Problem to work on:
Leave every picture behind and copy the rest of the entries below exactly.

Data supplied:

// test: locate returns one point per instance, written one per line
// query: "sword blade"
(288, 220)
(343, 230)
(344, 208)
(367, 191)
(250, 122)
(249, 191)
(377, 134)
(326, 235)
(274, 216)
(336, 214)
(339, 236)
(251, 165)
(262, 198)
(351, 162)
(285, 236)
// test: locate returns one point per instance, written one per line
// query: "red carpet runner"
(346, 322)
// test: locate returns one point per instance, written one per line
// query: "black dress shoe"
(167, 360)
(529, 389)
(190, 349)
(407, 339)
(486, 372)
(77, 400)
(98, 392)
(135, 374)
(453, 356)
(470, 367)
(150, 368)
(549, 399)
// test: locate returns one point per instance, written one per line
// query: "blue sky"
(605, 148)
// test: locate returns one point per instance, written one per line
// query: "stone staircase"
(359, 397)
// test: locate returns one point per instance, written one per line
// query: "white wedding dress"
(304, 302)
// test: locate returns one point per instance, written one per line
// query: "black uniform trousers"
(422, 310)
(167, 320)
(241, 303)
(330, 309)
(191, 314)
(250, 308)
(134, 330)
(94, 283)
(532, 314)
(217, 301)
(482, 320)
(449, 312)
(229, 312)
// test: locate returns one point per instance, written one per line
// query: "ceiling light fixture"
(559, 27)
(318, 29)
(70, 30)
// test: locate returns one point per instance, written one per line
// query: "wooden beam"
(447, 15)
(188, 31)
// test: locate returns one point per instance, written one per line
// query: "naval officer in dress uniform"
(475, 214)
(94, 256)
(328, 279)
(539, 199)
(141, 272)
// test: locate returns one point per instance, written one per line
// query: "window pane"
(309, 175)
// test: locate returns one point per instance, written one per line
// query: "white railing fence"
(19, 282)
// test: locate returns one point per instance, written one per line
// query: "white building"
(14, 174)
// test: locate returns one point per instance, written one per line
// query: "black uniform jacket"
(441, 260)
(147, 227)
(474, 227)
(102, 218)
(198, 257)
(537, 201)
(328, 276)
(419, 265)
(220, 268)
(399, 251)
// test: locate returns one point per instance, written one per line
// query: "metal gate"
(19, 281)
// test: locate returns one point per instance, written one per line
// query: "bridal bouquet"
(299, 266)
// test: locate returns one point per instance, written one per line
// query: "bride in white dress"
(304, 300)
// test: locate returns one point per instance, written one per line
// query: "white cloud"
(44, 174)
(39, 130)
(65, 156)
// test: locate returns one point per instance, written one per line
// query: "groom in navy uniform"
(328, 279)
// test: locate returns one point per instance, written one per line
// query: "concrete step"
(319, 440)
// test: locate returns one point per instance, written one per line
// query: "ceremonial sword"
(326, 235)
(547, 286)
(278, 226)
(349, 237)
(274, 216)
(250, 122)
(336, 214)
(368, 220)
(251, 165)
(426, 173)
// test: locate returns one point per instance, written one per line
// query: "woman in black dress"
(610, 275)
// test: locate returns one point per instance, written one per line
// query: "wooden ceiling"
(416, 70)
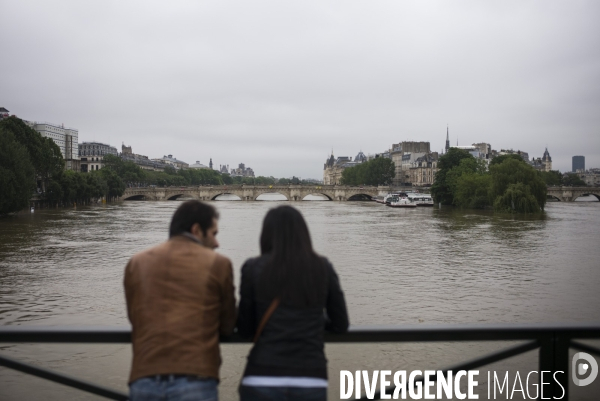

Completed exercise:
// test: locate returns one point per instance, written one per line
// query: "sword blade"
(288, 220)
(343, 230)
(344, 208)
(367, 191)
(250, 122)
(249, 191)
(377, 134)
(326, 235)
(274, 216)
(336, 214)
(339, 236)
(251, 165)
(262, 198)
(351, 162)
(285, 236)
// test: locate returns one point per instance, written one per line
// query: "red carpet runner"
(346, 322)
// test: locate returns one point per instance, written one per line
// query: "black dress shoe"
(167, 360)
(529, 389)
(190, 349)
(407, 339)
(486, 372)
(77, 400)
(98, 392)
(135, 374)
(453, 356)
(470, 367)
(150, 368)
(549, 399)
// test: locate returns one point per instance, written one per line
// query: "blue sky"
(605, 148)
// test: locate returns one point per instance, written one per line
// query: "stone staircase"
(359, 397)
// test: locate returns one point per instance, written one per line
// query: "white wedding dress"
(304, 302)
// test: locate returns one point per instance, written one per line
// query: "black uniform trousers"
(422, 310)
(167, 320)
(241, 303)
(330, 309)
(191, 314)
(250, 308)
(134, 330)
(94, 283)
(532, 314)
(217, 301)
(482, 320)
(449, 312)
(229, 312)
// test: locate returns one point per instance, written one per line
// query: "ceiling light fixture"
(559, 27)
(318, 29)
(70, 30)
// test: locate returns one point per instance, written one per line
// query: "wooden beam"
(447, 15)
(188, 31)
// test: locate returns one point per instance, written one per line
// query: "naval officer in dress uniform"
(475, 214)
(94, 256)
(328, 279)
(539, 199)
(141, 272)
// test: locate returns one point per instance, written one per line
// query: "window pane"
(309, 175)
// test: locate returns one point per instance, written one per line
// query: "white railing fence"
(19, 282)
// test: locate returns one point per instance, written one per line
// query: "white building"
(14, 174)
// test: locate returns one point per instance, written one per line
// query: "black uniform jacket"
(441, 260)
(147, 227)
(474, 227)
(102, 218)
(198, 257)
(537, 201)
(328, 276)
(419, 265)
(220, 268)
(399, 251)
// test: locate returns one point per instance, written one per line
// query: "metal gate"
(19, 281)
// test: locate returns one point per instance, written one per line
// query: "bridal bouquet"
(299, 266)
// test: locate returns one point per instance, written one per line
// query: "bride in white dress"
(304, 300)
// test: locate returns one point per instance, written one per line
// query: "white cloud"
(44, 174)
(39, 130)
(65, 156)
// test: locate returns one point per instance, written one per line
// query: "groom in navy uniform"
(328, 279)
// test: locate returns one point per instance, written one per line
// query: "concrete step"
(319, 440)
// test: locate returns one point per instance, written one per line
// query: "ceremonial sword"
(326, 235)
(547, 286)
(278, 226)
(349, 237)
(274, 216)
(250, 122)
(336, 214)
(368, 220)
(251, 165)
(426, 173)
// test: locate returns one point per instance, written one per line
// query: "woman in black dress"
(610, 275)
// test: locate returns one point per instance, written one per line
// query: "wooden ceiling"
(416, 70)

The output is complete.